CHALLENGE
Put the lines of the material below, from the line containing "Q: Find one point on every instance of the metal" through the end of the material, into a JSON list of strings with one string per line, leaving out blank lines.

RECORDS TO USE
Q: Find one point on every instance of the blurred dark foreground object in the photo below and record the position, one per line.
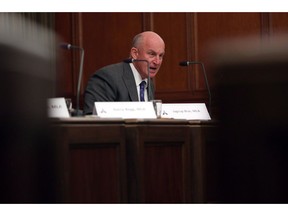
(27, 80)
(250, 160)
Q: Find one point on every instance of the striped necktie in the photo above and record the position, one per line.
(142, 89)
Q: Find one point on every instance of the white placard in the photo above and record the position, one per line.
(57, 108)
(188, 111)
(125, 110)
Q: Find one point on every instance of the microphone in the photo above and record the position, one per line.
(69, 47)
(130, 60)
(187, 63)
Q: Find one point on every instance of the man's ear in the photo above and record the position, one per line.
(134, 52)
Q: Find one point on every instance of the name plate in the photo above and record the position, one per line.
(188, 111)
(57, 108)
(125, 110)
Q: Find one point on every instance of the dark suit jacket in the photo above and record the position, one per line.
(111, 83)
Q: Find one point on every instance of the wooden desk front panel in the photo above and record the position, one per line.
(93, 163)
(158, 163)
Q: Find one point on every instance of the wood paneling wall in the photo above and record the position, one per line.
(106, 38)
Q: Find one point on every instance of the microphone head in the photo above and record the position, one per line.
(65, 46)
(128, 60)
(184, 63)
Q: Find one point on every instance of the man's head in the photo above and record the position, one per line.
(151, 47)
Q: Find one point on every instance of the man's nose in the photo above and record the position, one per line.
(156, 60)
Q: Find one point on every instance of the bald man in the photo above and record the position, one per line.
(121, 81)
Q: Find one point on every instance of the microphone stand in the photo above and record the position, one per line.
(69, 46)
(186, 63)
(79, 81)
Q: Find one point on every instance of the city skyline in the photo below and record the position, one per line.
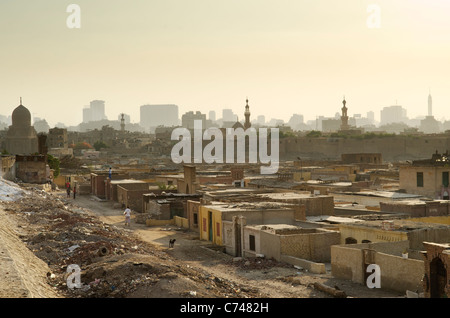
(298, 57)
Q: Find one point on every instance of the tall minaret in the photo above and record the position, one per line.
(122, 123)
(344, 117)
(247, 123)
(430, 105)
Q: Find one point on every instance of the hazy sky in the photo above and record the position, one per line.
(286, 56)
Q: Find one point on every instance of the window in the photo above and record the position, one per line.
(419, 179)
(195, 219)
(251, 239)
(445, 179)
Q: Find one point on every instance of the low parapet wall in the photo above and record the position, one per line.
(316, 268)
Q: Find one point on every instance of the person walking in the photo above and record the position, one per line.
(127, 214)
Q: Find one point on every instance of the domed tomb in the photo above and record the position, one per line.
(21, 137)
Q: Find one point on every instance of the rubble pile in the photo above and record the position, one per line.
(256, 263)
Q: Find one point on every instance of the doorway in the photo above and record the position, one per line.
(438, 278)
(210, 228)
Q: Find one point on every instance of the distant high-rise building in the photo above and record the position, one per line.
(261, 120)
(126, 118)
(228, 115)
(152, 116)
(187, 120)
(87, 117)
(393, 114)
(94, 112)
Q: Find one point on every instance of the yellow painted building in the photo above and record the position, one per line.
(210, 223)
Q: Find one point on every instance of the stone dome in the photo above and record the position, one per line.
(21, 116)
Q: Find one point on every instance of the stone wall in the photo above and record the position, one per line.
(400, 147)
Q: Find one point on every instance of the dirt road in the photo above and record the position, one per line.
(269, 278)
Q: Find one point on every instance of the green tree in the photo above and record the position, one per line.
(314, 133)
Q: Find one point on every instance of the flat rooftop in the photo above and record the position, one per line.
(254, 206)
(289, 195)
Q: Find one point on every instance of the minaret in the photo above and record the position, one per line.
(344, 116)
(247, 123)
(430, 105)
(122, 123)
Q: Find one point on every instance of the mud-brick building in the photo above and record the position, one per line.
(32, 169)
(436, 281)
(430, 177)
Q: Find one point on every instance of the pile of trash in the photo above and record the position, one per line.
(9, 191)
(256, 263)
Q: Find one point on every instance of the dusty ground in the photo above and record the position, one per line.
(38, 232)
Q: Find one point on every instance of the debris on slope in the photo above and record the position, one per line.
(113, 262)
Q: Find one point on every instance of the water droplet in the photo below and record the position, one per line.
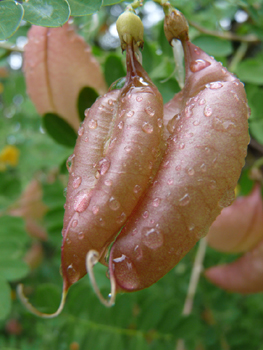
(130, 114)
(191, 227)
(156, 202)
(121, 218)
(69, 163)
(114, 204)
(104, 165)
(145, 215)
(120, 125)
(76, 182)
(150, 111)
(72, 274)
(137, 189)
(215, 85)
(74, 223)
(108, 182)
(81, 235)
(137, 252)
(147, 128)
(81, 202)
(182, 145)
(170, 181)
(191, 171)
(208, 111)
(152, 237)
(203, 167)
(92, 124)
(184, 200)
(198, 65)
(95, 209)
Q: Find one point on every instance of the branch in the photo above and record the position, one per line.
(250, 38)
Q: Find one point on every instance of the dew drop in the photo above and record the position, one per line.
(184, 200)
(145, 215)
(137, 189)
(104, 165)
(121, 218)
(150, 111)
(81, 202)
(130, 114)
(147, 128)
(152, 237)
(215, 85)
(76, 182)
(80, 235)
(191, 227)
(156, 202)
(74, 223)
(120, 125)
(170, 182)
(208, 111)
(203, 167)
(114, 204)
(95, 209)
(182, 145)
(198, 65)
(92, 124)
(191, 171)
(108, 183)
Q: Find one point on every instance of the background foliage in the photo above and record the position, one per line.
(150, 319)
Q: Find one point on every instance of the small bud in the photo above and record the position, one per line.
(130, 27)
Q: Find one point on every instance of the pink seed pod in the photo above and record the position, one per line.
(112, 164)
(196, 178)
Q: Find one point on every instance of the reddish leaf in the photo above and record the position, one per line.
(58, 64)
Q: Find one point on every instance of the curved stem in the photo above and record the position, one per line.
(91, 259)
(35, 311)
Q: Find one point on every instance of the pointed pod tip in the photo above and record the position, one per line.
(91, 259)
(33, 310)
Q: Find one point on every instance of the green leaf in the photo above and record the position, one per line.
(87, 97)
(5, 298)
(113, 69)
(251, 71)
(13, 227)
(13, 270)
(214, 46)
(84, 7)
(11, 14)
(59, 130)
(111, 2)
(46, 13)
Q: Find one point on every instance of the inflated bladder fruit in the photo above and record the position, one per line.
(112, 165)
(198, 173)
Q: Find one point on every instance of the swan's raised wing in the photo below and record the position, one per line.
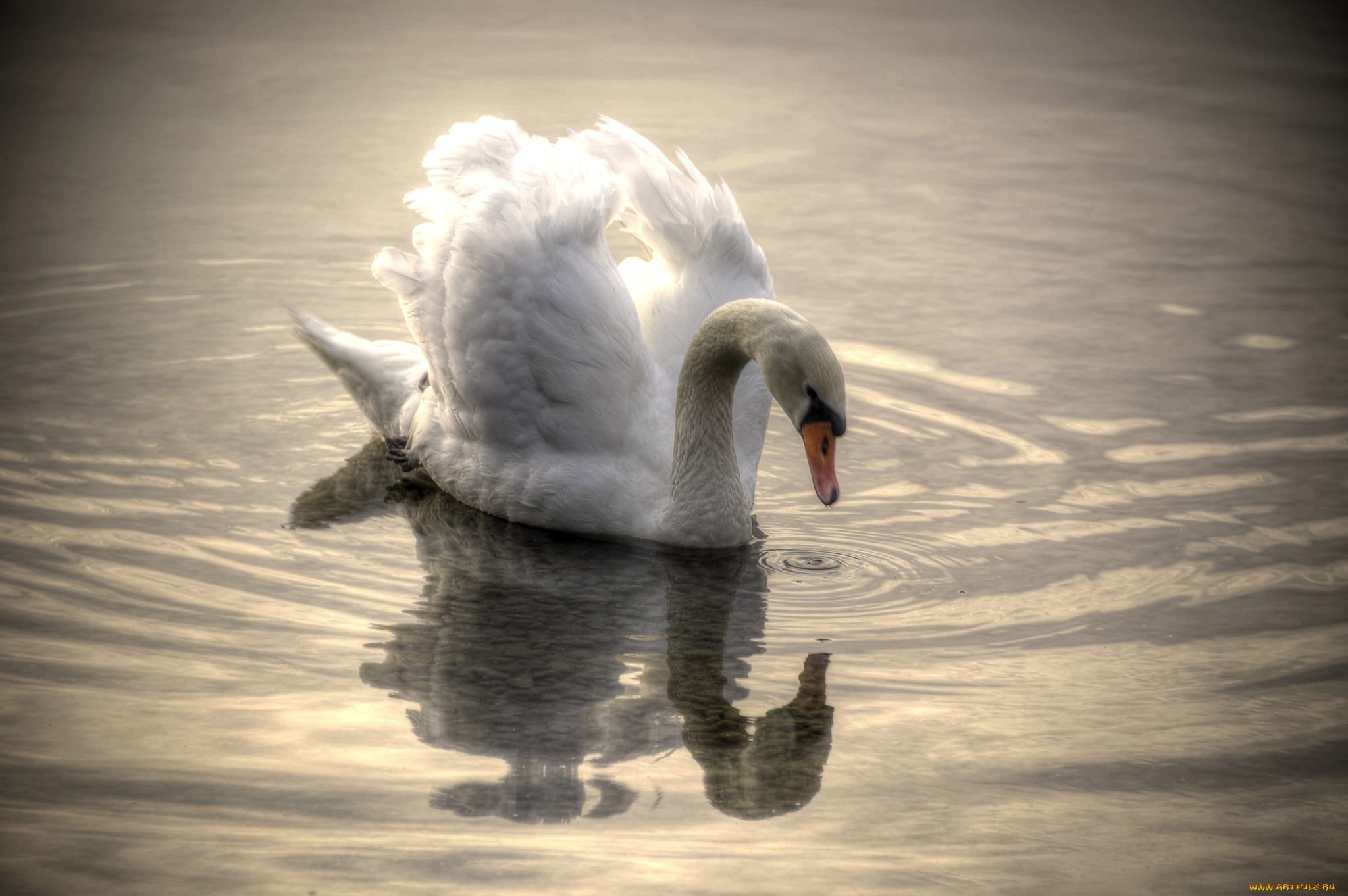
(701, 258)
(701, 253)
(530, 332)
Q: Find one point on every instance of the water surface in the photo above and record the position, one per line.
(1077, 624)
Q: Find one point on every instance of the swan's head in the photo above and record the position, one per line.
(806, 380)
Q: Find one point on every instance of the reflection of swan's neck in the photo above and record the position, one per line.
(707, 505)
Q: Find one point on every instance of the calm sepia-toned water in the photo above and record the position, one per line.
(1077, 626)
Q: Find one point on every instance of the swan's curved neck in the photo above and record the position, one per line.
(708, 507)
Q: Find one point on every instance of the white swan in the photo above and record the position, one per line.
(553, 387)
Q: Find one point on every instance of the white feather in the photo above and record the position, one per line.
(553, 370)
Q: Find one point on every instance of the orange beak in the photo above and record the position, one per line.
(820, 446)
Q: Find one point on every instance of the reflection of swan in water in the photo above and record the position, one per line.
(523, 646)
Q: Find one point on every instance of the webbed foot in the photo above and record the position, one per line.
(401, 455)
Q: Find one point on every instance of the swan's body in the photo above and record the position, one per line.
(553, 387)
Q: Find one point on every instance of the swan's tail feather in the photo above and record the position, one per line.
(384, 378)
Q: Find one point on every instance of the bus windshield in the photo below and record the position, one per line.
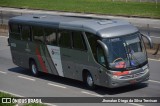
(126, 52)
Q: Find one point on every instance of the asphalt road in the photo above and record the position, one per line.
(20, 81)
(146, 26)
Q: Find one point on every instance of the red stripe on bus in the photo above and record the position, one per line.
(41, 61)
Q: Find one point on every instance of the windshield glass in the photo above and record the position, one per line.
(126, 51)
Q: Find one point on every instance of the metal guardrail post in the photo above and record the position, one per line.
(156, 52)
(1, 18)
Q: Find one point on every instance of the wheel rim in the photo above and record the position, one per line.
(89, 80)
(34, 69)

FINAL RESULT
[
  "Q: Find one point on every instance of the metal guardrail post in the photo above and record the position, one per line.",
  "(156, 52)",
  "(1, 18)",
  "Q: Find one point on every instance of the wheel rim in the photo above and record the position, one per line.",
  "(89, 80)",
  "(34, 69)"
]